Recorded data:
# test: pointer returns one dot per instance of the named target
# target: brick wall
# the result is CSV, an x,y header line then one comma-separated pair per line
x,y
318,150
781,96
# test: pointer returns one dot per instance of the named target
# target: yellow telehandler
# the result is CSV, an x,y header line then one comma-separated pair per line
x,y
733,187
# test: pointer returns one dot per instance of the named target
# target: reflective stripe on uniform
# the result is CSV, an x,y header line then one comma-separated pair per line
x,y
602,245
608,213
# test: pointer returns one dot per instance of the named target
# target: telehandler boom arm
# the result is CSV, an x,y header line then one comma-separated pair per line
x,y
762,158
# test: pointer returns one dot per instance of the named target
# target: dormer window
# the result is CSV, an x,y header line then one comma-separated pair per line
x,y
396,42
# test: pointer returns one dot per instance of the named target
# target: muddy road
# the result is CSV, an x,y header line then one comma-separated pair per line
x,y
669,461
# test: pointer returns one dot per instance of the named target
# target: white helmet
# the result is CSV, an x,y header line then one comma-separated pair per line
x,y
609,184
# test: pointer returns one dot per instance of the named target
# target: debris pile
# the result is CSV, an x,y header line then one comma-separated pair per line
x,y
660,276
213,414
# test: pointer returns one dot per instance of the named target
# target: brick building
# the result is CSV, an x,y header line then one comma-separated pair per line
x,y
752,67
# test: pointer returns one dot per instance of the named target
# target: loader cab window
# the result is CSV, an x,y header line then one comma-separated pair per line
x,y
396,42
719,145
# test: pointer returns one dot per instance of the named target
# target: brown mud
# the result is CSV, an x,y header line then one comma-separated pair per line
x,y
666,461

◆ Short task ◆
Please put all of the rows above into a numbered list, leaving out any blank lines.

◆ Answer to the problem ◆
1. # test: pointer returns one dot per instance of the named target
2. # target: brick wall
3. # the result is CSV, an x,y header line then one comma-separated pair per line
4. x,y
5. 318,150
6. 781,96
7. # test: pointer returns one dot per instance of the named target
8. # target: yellow telehandler
9. # the result is CSV, an x,y header line then one comma-separated pair per line
10. x,y
11. 733,187
12. # test: pointer returns one dot per instance of the named target
13. # target: reflective stripe on uniform
14. # the result is CSV, an x,y header line then one comma-separated pair per line
15. x,y
16. 602,245
17. 608,213
18. # test: pointer returns one dot per instance of the named target
19. # target: telehandler boom arm
20. # the result is CSV, an x,y header line then one comma-separated pair per line
21. x,y
22. 762,158
23. # test: pointer returns one dot per instance of the named target
24. # target: dormer window
25. # the result is CSV, an x,y header line then one comma-separated pair per line
26. x,y
27. 396,42
28. # test: pointer returns one dot per instance of the named target
29. # target: muddy road
30. # the result is CSV, an x,y header line then one comma-separated pair per line
31. x,y
32. 669,461
33. # test: pointer returns one dot per instance of the named target
34. # target: white helmet
35. # the result is CSV, an x,y header line then one comma-separated pair per line
36. x,y
37. 609,184
38. # test: pointer returns one dot per instance of the named target
39. # target: debris pile
40. # the result is CSV, an x,y header line then one comma-separated pair per line
41. x,y
42. 660,276
43. 213,414
44. # test: pointer returns one dot per instance of the named target
45. # target: brick building
46. # the result is CSV, an x,y header line then one comma-separated pair per line
47. x,y
48. 752,67
49. # test: pointer returns one dot per instance of the named target
50. # target: loader cab window
51. # the result is CSV, an x,y header line then one comma-separated pair per line
52. x,y
53. 396,42
54. 719,145
55. # test: pointer returns one dot per instance of the named target
56. # target: brown mud
57. # the result is CSV, an x,y header line then one comma-separated pair per line
58. x,y
59. 666,461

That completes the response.